-------- Extract --------

Exemplary Embodiment 1

Current breaker 100 according to Exemplary Embodiment 1 will be described below with reference to FIGS. 1A-5.

FIG. 1A illustrates current breaker 100 according to Embodiment 1. FIG. 1B is a schematic diagram of vehicle 500 having current breaker 100 installed thereto.

Current breaker 100 is configured to be installed in, for example, vehicle 500, such as an electric vehicle employing electric power for propulsion. Vehicle 500, such as the electric vehicle, is equipped with high-voltage battery 501 configured to supply power from high-voltage battery 501 to driving load 502, such as a motor, to propel vehicle 500, such as the electric vehicle. Engine electronic control unit (ECU) 503 installed in vehicle 500 controls driving load 502. When an accident occurs, smoke or fire may be generated from vehicle 500 due to a large current caused by a fault, such as a short circuit, in current path 200 connecting high-voltage battery 501 to driving load 502. Current breaker 100 is installed to interrupt current path 200 (specifically, interrupting a large current flowing in the current path when a fault occurs).

Current breaker 100 includes first measurement unit 10, second measurement unit 20, driver 30, controller 40, and pyro-fuse 50. Current breaker 100 has, for example, a processor and a memory. The memory is a read only memory (ROM), a random access memory (RAM), and the like, and is capable of storing a program to be executed by the processor. Driver 30 and controller 40 are implemented by the processor or the like executing the program stored in the memory. Note that driver 30 may also be implemented by an analog circuit such as a comparator.

First measurement unit 10 is a circuit configured to measure current I (current value) flowing in current path 200, and includes, for example, shunt resistor 11 and amplifier 12.

--------

> [Instructions]
1. Translate this sentence from the current breaker text into Spanish: "Current breaker 100 includes first measurement unit 10, second measurement unit 20, driver 30, controller 40, and pyro-fuse 50."
2. Please reproduce the current breaker text from "FIG. 1A illustrates" up to and including "100 installed thereto.".
The rows that come after this text are not needed.

-------- Listed entries --------

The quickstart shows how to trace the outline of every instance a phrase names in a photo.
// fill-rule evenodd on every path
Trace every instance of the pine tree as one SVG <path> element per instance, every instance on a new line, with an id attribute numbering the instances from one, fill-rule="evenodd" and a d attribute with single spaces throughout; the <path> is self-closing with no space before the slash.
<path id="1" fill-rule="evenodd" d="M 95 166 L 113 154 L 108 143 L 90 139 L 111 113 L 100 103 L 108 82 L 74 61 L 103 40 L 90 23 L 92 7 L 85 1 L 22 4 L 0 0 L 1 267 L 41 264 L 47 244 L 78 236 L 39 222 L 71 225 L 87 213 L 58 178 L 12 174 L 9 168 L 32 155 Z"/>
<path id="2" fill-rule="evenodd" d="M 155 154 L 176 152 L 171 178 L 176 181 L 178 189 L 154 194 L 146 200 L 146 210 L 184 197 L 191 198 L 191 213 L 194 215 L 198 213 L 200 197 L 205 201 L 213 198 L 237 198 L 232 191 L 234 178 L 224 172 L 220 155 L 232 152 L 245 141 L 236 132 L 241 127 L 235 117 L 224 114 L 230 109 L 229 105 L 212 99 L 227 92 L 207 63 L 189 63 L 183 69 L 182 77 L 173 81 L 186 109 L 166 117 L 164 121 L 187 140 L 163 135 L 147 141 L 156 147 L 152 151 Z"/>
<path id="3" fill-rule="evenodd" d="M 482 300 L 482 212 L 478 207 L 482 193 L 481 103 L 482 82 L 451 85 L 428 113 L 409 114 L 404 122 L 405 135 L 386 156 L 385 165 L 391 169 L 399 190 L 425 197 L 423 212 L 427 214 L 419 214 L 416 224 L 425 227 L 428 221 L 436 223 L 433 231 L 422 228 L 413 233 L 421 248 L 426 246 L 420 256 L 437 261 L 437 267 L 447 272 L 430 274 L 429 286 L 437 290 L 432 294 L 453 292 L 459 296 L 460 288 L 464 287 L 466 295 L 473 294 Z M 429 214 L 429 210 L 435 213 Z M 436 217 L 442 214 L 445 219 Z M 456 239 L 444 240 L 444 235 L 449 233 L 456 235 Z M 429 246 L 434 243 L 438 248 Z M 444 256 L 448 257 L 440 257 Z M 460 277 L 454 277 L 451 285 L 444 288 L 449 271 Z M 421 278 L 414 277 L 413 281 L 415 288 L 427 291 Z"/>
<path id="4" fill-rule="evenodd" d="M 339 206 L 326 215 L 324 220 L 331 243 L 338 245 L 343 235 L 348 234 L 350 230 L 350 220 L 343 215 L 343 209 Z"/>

--------

> [Outputs by task]
1. El interruptor de corriente 100 incluye la primera unidad de medición 10, la segunda unidad de medición 20, el accionador 30, el controlador 40 y el pirofusible 50.

2.
FIG. 1A illustrates current breaker 100 according to Embodiment 1. FIG. 1B is a schematic diagram of vehicle 500 having current breaker 100 installed thereto.